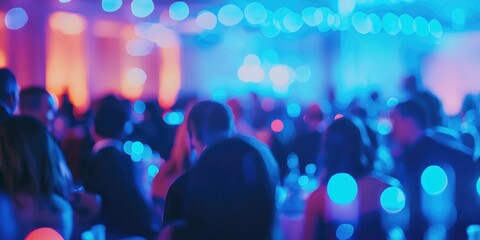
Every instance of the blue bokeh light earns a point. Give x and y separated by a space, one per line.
434 180
362 23
292 22
376 23
458 18
142 8
178 11
392 102
293 110
421 26
310 169
384 126
392 200
173 118
344 231
342 188
16 18
127 147
407 23
147 152
206 20
230 15
137 148
435 28
478 186
111 5
303 181
391 24
312 16
255 13
139 107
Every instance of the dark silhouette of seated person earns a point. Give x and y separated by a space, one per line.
208 122
32 188
421 150
110 173
38 103
8 93
345 151
307 144
231 193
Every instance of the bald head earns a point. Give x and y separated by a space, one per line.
38 103
8 89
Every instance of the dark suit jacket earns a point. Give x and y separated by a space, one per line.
124 210
426 152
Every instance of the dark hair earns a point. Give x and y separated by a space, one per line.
209 119
30 98
232 191
110 118
29 158
8 83
415 109
433 107
346 147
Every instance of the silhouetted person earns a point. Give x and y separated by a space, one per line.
420 150
345 151
8 93
40 104
32 187
231 193
208 122
110 173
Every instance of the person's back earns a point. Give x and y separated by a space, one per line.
8 93
429 152
349 194
208 122
365 211
111 174
31 184
231 193
29 213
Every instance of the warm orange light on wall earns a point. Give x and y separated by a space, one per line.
67 68
170 76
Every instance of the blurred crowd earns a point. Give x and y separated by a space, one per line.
250 167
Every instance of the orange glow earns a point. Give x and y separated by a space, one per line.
44 233
170 76
132 83
108 29
67 61
133 77
67 23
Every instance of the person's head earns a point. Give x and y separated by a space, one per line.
110 118
29 158
8 89
38 103
232 191
434 109
209 122
313 116
345 147
409 119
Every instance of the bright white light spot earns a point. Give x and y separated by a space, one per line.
230 15
136 77
16 18
178 11
206 20
142 8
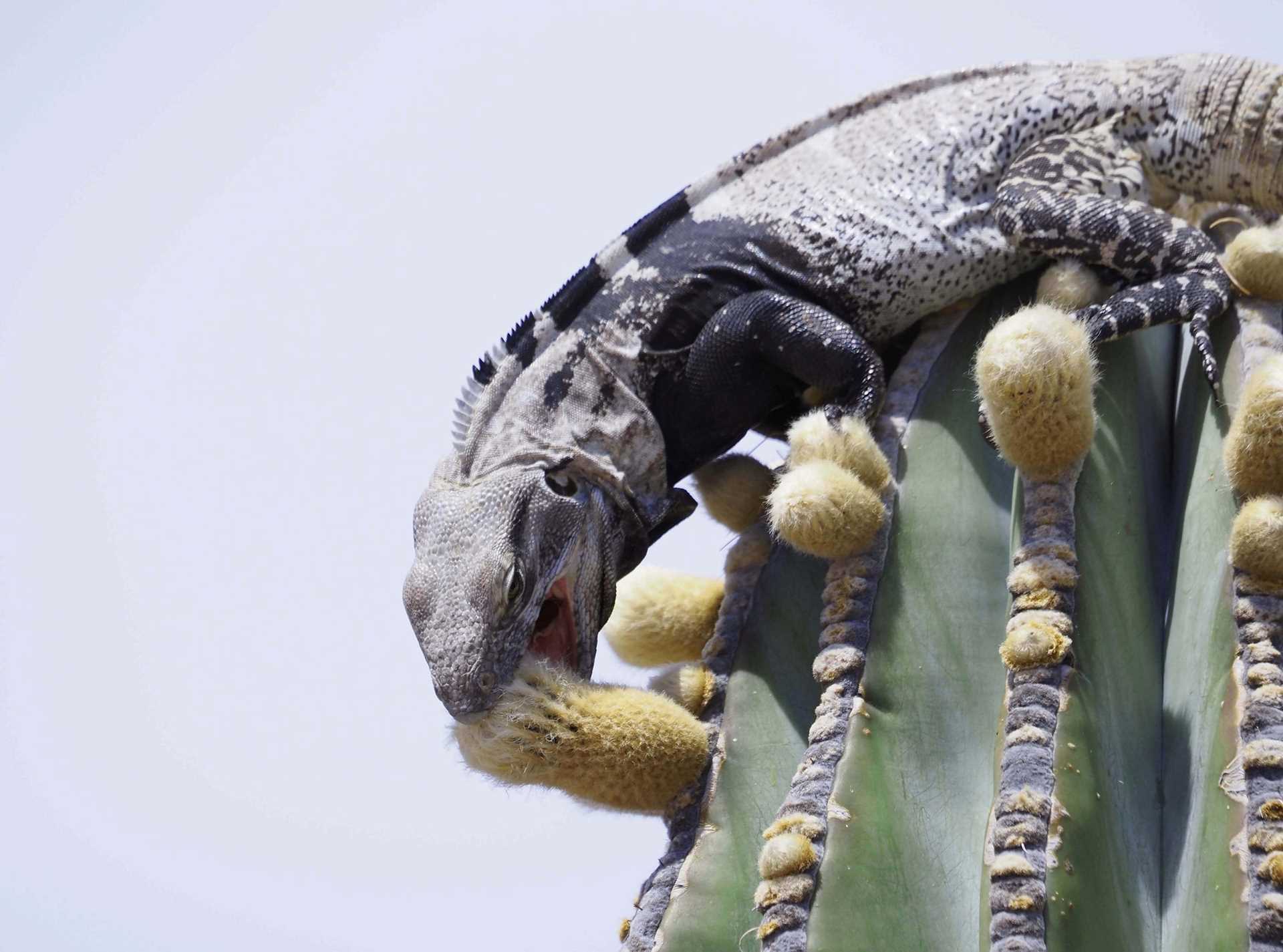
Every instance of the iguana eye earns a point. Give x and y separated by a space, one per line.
561 484
513 584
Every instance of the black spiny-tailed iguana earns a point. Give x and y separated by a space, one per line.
789 267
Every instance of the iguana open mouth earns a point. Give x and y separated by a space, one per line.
555 629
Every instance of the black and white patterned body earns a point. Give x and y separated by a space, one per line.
800 259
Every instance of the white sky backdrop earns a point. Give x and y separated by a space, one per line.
248 253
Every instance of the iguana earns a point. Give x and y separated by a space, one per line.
793 266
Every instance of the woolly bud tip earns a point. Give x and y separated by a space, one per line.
1036 372
690 685
802 824
1071 285
734 489
786 854
1270 810
1033 639
619 747
1256 540
823 510
1254 446
1272 869
851 446
1255 261
662 616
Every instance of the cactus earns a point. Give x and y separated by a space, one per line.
1072 762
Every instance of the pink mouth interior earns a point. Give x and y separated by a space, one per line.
555 629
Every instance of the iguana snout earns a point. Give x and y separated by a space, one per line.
523 560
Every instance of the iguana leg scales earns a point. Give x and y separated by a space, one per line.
748 358
1083 195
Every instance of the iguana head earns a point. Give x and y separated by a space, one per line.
521 560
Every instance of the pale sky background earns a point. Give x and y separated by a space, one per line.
248 253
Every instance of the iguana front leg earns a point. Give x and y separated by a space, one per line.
1083 195
750 358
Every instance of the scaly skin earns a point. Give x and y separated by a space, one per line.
791 266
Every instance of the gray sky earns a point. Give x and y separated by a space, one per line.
248 256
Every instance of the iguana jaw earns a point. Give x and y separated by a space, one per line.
556 635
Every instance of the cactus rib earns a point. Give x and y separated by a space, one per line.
744 564
851 585
1042 585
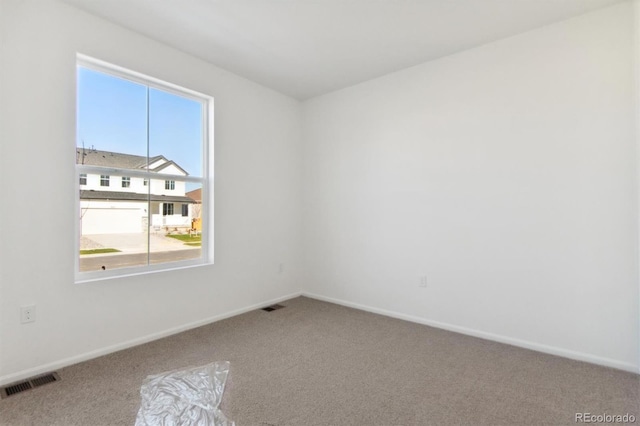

## What is required
List every line above that contains the string "cactus", matching case exactly.

## Correct answer
Every instance of the cactus earns a point. Give x and y separated by a space, one per line.
Every instance of the cactus rib earns a point. Give x and y separated by a space, one per line.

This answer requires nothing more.